Please render the part that opens with the line containing "Find every occurrence of palm" and closes with the line containing "110,140 -> 238,217" as a Markdown table with the columns Number and Line. Give each line its own number, and leave out any blank lines.

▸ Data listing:
[start]

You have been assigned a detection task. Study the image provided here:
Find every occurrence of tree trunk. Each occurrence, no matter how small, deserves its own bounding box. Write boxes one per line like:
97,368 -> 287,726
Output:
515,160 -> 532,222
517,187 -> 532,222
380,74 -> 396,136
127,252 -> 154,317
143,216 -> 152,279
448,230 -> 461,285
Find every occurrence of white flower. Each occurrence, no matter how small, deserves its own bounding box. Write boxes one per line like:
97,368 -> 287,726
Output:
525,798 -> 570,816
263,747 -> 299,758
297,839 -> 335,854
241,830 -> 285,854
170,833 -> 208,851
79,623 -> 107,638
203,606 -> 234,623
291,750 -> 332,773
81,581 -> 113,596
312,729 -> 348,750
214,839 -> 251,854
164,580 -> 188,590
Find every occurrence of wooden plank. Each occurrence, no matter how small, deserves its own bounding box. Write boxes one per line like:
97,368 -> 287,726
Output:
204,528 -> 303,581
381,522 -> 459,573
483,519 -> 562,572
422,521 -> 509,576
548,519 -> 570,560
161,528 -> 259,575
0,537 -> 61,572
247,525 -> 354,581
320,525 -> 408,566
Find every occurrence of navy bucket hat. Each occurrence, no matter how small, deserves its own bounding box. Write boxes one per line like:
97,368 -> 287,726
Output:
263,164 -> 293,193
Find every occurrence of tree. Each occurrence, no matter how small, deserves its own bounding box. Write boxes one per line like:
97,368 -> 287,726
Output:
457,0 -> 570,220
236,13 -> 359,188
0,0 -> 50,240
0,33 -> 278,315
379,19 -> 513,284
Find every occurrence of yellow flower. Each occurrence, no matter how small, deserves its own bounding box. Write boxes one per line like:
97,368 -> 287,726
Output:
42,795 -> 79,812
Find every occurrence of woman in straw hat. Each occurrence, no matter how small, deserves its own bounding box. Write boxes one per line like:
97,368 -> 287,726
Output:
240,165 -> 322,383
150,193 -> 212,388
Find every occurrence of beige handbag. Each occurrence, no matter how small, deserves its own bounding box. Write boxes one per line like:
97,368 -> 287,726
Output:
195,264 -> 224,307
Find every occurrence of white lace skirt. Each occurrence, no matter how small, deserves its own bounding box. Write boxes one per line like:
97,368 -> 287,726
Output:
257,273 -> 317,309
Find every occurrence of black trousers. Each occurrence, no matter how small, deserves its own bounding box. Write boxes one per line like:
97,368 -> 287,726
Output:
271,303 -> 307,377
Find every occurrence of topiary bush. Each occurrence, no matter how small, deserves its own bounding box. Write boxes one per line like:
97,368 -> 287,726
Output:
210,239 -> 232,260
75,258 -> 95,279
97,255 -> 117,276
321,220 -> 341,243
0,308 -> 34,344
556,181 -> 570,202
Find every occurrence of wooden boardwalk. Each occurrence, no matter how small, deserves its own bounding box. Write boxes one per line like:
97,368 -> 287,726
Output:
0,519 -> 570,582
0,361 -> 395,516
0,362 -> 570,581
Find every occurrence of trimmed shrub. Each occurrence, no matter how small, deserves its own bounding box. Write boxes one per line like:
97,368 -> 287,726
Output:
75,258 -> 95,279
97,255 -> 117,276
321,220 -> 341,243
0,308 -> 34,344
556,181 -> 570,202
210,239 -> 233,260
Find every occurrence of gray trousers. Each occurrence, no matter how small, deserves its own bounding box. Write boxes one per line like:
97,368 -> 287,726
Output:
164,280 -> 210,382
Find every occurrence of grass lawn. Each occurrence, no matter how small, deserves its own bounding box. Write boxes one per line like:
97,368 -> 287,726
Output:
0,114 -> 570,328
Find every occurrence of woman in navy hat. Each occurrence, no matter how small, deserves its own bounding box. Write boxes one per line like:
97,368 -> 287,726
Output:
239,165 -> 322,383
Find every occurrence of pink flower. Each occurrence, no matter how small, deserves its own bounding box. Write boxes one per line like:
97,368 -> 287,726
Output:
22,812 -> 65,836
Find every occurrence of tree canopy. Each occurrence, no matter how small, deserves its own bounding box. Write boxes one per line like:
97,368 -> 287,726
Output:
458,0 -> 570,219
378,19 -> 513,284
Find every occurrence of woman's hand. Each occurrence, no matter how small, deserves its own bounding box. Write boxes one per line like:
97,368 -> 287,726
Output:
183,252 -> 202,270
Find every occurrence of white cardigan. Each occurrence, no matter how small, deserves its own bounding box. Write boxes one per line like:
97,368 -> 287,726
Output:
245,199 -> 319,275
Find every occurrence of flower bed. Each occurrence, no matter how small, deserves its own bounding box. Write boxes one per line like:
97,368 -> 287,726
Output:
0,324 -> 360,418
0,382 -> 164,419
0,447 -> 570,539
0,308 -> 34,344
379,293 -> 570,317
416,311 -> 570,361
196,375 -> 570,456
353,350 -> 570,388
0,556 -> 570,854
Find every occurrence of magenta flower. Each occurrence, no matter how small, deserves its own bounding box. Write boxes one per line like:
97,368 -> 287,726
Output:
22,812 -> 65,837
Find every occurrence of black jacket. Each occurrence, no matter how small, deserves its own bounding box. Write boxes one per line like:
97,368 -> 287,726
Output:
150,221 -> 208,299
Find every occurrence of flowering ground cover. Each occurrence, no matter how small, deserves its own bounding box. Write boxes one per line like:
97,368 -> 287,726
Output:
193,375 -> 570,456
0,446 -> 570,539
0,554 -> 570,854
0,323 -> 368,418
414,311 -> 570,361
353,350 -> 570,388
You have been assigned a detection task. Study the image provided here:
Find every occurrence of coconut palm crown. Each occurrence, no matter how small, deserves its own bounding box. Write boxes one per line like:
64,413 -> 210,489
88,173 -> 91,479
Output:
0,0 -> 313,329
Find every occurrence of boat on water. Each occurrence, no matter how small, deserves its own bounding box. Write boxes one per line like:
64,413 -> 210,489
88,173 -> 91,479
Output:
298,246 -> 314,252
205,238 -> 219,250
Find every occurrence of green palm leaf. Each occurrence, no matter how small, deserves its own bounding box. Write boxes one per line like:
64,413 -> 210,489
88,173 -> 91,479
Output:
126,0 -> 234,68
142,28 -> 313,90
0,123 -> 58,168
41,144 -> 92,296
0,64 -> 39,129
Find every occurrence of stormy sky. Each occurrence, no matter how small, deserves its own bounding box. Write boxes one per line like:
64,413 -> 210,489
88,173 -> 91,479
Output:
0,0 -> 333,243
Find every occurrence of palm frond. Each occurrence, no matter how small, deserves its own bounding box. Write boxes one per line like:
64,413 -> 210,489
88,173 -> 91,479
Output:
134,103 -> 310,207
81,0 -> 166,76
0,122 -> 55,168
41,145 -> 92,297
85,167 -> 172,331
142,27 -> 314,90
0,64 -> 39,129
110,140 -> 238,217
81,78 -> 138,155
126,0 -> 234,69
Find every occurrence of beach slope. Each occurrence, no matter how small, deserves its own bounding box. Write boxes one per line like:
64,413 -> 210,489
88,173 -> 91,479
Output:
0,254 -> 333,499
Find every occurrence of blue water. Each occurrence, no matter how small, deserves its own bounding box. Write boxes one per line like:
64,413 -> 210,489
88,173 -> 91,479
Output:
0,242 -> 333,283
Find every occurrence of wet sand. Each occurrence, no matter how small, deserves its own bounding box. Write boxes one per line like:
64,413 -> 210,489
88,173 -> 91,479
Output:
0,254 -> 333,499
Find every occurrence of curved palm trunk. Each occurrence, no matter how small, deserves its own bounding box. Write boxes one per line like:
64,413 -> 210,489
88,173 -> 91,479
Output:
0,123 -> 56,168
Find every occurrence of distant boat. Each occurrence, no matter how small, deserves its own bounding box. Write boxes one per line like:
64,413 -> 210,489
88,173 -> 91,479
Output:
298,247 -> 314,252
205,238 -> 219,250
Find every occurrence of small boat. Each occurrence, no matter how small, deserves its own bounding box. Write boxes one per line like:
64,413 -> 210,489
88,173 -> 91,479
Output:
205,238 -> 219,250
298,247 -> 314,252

[end]

▸ Solution for this exercise:
| Number | Line |
|---|---|
| 1 | Find every occurrence of palm frond. Each occurrence, no matter how small, deserves its own bounding box. Write boxes one per line like: |
| 2 | 64,413 -> 210,489 |
| 3 | 88,173 -> 91,479 |
| 4 | Output: |
| 5 | 134,103 -> 310,207 |
| 6 | 81,0 -> 166,76 |
| 7 | 0,122 -> 55,168 |
| 8 | 41,145 -> 92,297 |
| 9 | 85,167 -> 172,331 |
| 10 | 142,27 -> 314,90 |
| 11 | 0,64 -> 39,129 |
| 12 | 110,140 -> 238,217 |